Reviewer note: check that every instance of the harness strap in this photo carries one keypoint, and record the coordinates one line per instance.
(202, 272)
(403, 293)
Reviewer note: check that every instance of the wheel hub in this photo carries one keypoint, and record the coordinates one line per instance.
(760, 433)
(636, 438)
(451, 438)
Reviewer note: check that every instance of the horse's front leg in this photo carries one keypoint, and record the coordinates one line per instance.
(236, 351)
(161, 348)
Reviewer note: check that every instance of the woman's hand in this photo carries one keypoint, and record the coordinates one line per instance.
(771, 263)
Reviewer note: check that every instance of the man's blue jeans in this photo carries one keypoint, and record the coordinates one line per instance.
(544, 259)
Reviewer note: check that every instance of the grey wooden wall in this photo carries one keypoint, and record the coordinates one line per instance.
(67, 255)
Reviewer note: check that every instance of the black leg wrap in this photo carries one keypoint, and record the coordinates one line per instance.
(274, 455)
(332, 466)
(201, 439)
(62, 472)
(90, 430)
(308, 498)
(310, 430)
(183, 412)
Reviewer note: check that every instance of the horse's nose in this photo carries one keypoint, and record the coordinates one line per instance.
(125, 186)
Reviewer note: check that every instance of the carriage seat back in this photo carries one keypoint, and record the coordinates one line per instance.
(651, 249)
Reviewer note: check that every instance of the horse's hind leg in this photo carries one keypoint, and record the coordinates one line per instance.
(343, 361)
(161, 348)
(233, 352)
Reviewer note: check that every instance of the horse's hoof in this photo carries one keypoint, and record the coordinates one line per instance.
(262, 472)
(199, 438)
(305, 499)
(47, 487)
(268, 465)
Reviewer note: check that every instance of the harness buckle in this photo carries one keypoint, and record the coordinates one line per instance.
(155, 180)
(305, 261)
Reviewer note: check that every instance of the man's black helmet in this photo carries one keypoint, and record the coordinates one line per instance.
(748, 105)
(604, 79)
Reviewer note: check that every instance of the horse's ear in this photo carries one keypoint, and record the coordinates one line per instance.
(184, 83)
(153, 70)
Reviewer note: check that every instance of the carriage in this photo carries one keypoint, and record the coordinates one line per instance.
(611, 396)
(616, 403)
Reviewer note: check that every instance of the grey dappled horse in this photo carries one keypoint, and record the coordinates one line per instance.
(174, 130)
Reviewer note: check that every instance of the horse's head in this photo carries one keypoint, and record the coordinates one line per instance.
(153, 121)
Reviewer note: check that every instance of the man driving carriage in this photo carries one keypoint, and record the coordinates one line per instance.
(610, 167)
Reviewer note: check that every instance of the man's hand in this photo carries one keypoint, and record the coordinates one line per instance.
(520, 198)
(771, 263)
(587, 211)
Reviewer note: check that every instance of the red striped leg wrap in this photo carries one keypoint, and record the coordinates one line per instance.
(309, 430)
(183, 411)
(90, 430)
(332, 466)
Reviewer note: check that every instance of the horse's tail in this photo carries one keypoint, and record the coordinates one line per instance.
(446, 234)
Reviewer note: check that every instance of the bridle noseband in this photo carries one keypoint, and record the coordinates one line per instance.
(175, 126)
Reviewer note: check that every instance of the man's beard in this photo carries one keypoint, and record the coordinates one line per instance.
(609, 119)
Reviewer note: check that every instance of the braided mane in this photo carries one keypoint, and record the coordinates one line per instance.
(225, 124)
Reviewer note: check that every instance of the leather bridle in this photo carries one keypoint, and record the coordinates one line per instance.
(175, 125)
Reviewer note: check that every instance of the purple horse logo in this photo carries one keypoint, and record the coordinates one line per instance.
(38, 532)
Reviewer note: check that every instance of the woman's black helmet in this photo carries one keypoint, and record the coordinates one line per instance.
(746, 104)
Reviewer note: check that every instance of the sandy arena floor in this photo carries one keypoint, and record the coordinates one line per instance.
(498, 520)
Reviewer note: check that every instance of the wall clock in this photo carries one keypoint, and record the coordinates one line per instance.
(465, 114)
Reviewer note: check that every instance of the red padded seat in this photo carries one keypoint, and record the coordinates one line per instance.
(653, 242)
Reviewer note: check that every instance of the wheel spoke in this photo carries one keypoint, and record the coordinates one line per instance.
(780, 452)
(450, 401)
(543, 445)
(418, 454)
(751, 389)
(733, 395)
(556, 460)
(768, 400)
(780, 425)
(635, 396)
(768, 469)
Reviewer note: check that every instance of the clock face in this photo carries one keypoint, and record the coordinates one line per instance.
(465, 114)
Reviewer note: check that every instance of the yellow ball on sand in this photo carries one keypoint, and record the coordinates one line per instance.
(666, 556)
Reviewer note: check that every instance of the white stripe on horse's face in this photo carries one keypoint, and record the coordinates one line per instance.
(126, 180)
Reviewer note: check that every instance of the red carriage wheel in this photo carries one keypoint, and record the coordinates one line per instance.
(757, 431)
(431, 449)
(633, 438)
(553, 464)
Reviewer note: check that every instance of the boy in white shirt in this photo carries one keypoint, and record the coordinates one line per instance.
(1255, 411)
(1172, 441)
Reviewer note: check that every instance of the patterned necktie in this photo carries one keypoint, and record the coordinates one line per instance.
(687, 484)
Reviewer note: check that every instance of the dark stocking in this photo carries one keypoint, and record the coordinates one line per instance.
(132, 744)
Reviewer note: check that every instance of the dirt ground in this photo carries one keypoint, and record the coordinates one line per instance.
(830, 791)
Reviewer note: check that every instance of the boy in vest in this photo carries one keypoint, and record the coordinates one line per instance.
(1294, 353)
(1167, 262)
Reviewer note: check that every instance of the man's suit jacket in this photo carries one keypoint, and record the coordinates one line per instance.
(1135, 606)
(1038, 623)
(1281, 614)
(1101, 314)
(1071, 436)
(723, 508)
....................
▶ _Given request_: Rewrite every line from the one containing "Reviewer note: check that every instance of the dirt" through the end of the items, reviewer note lines included. Add 137 to each number in the coordinates.

▶ _In response_:
Reviewer note: check that every instance of the dirt ground in this photo carries one keypoint, and record the coordinates one line per instance.
(967, 928)
Reviewer note: check that every instance of the boy in vest in this photo carries one keypoint, and record the coordinates one line per instance.
(1431, 490)
(1304, 399)
Reviewer note: check that every instance of the man's suit jacket in this photo carries one keypoint, and record the coordinates one line per instance.
(1272, 743)
(1175, 760)
(1418, 751)
(1238, 451)
(1208, 573)
(860, 645)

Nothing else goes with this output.